DATA TO USE
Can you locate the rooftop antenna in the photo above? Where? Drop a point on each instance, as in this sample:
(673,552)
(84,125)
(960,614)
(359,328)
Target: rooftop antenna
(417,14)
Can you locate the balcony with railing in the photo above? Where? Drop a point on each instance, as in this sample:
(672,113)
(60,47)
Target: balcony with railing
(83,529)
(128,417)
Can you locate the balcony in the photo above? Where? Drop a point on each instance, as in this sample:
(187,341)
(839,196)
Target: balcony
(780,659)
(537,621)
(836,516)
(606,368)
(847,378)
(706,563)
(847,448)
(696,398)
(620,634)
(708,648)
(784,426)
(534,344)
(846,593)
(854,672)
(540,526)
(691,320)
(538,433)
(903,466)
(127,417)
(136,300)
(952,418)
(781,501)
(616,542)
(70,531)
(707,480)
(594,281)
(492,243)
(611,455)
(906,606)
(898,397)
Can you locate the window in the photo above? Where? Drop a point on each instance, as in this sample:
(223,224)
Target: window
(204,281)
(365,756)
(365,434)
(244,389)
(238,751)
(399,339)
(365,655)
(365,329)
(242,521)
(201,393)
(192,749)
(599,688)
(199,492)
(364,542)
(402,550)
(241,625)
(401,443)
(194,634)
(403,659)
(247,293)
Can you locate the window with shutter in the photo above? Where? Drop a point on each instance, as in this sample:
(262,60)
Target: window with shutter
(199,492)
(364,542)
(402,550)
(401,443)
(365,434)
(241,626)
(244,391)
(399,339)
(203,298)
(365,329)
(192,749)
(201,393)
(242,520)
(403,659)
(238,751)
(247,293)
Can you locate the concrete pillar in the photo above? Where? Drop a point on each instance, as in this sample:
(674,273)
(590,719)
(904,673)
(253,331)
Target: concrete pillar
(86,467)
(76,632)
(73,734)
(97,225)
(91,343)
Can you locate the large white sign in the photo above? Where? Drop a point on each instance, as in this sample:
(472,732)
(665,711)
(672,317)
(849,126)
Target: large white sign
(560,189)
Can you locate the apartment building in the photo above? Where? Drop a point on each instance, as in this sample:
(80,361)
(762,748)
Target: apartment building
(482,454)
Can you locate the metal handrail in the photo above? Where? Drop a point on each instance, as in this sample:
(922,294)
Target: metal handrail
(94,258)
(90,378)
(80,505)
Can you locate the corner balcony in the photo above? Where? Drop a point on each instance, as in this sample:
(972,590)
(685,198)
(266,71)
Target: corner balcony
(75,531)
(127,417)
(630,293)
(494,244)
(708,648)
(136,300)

PROBLEM STATEMENT
Render all the records above as a JSON array of strings, with one string per line and no entries for blank lines.

TASK OUTPUT
[
  "Can you locate the rooftop antenna in the photo above? Where? Drop a point on each instance, as in this sample:",
  "(673,552)",
  "(84,125)",
  "(960,614)",
  "(359,328)",
  "Target: rooftop antenna",
  "(417,14)",
  "Can you locate the balcony with railing in the photo above? Where? Drop a point on each instance, as in this sample:",
  "(672,113)",
  "(60,47)",
  "Target: balcony with railing",
  "(83,529)",
  "(128,417)",
  "Can you locate the balcony in the photo above? Where? Drop a point on each instance, as in this sample:",
  "(187,341)",
  "(839,196)",
  "Target: balcony",
  "(780,659)",
  "(537,621)",
  "(836,516)",
  "(606,368)",
  "(847,378)",
  "(706,563)",
  "(847,448)",
  "(696,398)",
  "(620,634)",
  "(708,648)",
  "(784,426)",
  "(534,344)",
  "(846,593)",
  "(854,672)",
  "(540,526)",
  "(691,320)",
  "(538,433)",
  "(903,466)",
  "(127,417)",
  "(136,300)",
  "(952,418)",
  "(781,501)",
  "(616,542)",
  "(70,531)",
  "(707,480)",
  "(594,281)",
  "(492,243)",
  "(611,455)",
  "(906,606)",
  "(898,397)",
  "Can you locate the window in the photo above? Where? Drop a point on each instance, as in this sample:",
  "(223,224)",
  "Target: window",
  "(204,281)",
  "(365,756)",
  "(365,434)",
  "(244,389)",
  "(238,751)",
  "(399,339)",
  "(365,655)",
  "(365,329)",
  "(242,521)",
  "(201,393)",
  "(192,749)",
  "(599,688)",
  "(199,492)",
  "(364,542)",
  "(402,550)",
  "(241,625)",
  "(401,443)",
  "(194,634)",
  "(403,659)",
  "(247,293)",
  "Can you locate the window with shutter in the photo above? Where? Drop a point on each instance, as in this sample:",
  "(262,60)",
  "Target: window with shutter",
  "(199,492)",
  "(364,542)",
  "(402,550)",
  "(401,443)",
  "(365,434)",
  "(241,626)",
  "(244,391)",
  "(399,339)",
  "(203,298)",
  "(365,329)",
  "(192,749)",
  "(201,393)",
  "(242,520)",
  "(403,659)",
  "(238,751)",
  "(247,293)",
  "Can you locate the concrete pillar in the photo above? Where? Drop a point on each instance, as in this sample:",
  "(674,273)",
  "(590,719)",
  "(904,673)",
  "(253,331)",
  "Target: concrete pillar",
  "(86,467)",
  "(76,632)",
  "(73,734)",
  "(97,225)",
  "(91,343)",
  "Can you locate the large white sign in the photo above? Where? Drop a point on each instance, as in this sample:",
  "(472,732)",
  "(665,711)",
  "(672,317)",
  "(849,126)",
  "Target: large white sign",
  "(560,189)",
  "Can you locate the apartment building in the photo above? Where? Drop a point on each instance, as in this sample:",
  "(80,361)",
  "(762,748)",
  "Target: apartment building",
  "(482,454)",
  "Can you locate the metal handrail in the photo above? Where? Drop a point on each instance, as in this sample:",
  "(922,294)",
  "Target: metal handrail",
  "(94,258)",
  "(90,378)",
  "(80,505)",
  "Can you locate the corner balcony in the photo above? Where? Drop a point on each instance, as in this sample:",
  "(972,590)",
  "(685,198)",
  "(266,71)",
  "Target: corner balcony",
  "(75,531)",
  "(127,417)",
  "(630,293)",
  "(494,244)",
  "(708,648)",
  "(136,300)"
]